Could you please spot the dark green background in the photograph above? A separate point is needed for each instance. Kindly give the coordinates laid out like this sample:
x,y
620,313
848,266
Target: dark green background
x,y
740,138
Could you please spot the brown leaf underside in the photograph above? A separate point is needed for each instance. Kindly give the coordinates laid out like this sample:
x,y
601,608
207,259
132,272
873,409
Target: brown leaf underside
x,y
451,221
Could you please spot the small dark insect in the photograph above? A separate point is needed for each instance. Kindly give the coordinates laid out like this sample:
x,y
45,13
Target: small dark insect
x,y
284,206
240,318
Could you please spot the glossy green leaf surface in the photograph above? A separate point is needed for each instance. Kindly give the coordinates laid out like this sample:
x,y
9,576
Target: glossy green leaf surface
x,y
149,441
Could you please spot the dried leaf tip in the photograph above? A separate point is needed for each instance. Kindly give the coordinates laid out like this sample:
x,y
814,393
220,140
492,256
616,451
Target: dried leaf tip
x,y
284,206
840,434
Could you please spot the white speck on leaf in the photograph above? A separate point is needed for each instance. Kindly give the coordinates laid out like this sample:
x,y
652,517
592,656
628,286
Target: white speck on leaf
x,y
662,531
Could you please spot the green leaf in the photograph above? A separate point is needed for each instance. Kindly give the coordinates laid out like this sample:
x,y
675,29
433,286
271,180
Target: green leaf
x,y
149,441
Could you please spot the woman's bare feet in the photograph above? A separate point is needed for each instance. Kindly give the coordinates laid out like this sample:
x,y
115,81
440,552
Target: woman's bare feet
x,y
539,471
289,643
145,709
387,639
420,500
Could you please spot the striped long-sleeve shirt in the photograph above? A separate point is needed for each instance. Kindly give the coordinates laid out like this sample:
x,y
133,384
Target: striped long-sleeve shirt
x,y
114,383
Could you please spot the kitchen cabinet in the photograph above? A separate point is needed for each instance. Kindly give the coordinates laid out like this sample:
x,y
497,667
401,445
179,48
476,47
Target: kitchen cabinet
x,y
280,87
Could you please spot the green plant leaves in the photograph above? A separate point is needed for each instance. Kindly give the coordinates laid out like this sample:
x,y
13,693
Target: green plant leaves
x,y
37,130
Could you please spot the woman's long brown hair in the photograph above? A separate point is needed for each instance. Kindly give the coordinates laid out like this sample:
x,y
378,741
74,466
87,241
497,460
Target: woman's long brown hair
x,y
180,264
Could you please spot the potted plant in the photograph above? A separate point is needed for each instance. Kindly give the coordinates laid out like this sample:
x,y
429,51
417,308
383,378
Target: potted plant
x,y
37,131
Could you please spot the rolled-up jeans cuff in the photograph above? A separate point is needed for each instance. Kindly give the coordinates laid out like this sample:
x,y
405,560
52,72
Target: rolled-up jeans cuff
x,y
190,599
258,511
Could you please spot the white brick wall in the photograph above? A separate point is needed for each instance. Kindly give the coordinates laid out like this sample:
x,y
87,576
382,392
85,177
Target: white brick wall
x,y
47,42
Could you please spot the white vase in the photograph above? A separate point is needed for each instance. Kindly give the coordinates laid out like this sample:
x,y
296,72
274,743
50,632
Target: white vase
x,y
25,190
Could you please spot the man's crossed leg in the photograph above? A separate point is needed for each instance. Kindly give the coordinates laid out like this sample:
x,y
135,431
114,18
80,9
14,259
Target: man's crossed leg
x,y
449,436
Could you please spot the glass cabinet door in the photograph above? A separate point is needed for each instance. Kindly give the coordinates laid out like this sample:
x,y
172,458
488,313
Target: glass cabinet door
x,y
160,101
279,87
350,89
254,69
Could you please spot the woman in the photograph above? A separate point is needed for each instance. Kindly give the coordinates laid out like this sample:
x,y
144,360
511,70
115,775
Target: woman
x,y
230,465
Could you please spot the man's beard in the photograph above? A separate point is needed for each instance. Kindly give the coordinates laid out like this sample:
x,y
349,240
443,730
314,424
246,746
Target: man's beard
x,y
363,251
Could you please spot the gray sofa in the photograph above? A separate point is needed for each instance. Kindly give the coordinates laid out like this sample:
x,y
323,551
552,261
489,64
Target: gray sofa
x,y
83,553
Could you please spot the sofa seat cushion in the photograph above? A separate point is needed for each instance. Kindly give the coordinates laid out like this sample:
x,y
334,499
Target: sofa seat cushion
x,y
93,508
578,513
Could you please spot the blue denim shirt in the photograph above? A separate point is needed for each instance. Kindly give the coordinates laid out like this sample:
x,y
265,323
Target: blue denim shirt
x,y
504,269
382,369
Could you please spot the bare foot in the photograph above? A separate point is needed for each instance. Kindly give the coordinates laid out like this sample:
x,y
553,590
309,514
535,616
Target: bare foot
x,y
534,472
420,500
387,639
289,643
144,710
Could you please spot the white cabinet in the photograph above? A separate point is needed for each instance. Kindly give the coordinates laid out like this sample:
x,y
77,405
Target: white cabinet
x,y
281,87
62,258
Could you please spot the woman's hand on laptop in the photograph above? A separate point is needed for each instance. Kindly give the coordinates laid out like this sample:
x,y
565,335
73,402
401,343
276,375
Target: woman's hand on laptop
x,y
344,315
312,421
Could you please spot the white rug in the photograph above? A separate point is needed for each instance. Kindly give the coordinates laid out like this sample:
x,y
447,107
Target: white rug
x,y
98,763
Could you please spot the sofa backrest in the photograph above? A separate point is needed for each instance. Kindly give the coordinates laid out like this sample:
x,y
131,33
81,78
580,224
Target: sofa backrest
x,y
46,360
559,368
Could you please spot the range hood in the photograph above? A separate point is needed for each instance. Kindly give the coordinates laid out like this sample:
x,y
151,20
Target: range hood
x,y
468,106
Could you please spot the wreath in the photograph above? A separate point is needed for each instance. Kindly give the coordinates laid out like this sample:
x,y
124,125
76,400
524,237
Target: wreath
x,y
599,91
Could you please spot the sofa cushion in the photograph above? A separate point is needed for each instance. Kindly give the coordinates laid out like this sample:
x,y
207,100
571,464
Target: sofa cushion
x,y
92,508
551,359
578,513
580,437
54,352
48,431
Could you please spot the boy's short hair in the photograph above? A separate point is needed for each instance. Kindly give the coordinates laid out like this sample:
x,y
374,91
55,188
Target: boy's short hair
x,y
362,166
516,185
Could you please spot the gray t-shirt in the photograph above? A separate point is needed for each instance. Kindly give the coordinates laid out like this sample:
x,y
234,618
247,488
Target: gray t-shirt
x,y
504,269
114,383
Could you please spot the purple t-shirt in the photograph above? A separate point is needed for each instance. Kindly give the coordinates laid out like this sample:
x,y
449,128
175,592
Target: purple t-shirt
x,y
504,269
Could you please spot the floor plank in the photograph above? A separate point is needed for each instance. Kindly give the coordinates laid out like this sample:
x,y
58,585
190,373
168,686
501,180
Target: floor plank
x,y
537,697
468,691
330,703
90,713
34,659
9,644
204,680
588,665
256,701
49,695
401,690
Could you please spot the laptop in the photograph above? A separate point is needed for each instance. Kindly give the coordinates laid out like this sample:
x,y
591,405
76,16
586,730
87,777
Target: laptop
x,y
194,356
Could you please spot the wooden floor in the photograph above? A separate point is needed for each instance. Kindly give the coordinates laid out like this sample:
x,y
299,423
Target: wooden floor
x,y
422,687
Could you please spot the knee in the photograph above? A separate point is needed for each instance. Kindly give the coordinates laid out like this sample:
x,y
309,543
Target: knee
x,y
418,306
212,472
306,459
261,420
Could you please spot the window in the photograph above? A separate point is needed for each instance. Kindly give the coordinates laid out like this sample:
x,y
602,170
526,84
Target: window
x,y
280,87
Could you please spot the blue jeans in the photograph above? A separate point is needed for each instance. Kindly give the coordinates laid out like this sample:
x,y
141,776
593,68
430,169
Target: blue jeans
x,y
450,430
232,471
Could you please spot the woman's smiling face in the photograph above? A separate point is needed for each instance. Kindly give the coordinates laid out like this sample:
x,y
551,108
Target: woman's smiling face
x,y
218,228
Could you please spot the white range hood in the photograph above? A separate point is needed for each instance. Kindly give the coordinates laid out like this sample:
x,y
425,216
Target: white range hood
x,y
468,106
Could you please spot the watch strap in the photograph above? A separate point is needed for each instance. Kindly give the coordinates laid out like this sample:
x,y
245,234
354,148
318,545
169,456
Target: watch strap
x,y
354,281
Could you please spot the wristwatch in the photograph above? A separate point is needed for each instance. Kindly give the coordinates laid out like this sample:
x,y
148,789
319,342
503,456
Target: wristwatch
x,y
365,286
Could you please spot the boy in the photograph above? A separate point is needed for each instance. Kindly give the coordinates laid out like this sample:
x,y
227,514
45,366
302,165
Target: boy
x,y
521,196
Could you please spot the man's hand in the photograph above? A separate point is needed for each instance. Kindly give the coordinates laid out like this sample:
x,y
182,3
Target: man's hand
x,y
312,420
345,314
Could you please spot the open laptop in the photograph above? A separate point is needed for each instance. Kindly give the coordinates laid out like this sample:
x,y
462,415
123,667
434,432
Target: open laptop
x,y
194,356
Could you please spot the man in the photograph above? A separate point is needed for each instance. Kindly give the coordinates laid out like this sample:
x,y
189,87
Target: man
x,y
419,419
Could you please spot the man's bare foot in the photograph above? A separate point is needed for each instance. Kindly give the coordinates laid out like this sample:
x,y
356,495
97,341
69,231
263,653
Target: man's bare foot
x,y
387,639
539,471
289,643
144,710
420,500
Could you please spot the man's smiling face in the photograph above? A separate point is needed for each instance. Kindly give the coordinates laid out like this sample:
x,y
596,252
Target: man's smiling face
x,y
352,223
◇ ◇ ◇
**Problem requirements:** Copy the line containing "Could you please spot the man's smiling" exactly. Then copy every line after it through the end of the listing, and nothing more.

**Solution for this exercise:**
Could you please spot the man's smiling face in the photograph above? A separate point is needed for each instance. Kindly give the coordinates laid out like this sample:
x,y
596,252
Target: man's smiling face
x,y
352,223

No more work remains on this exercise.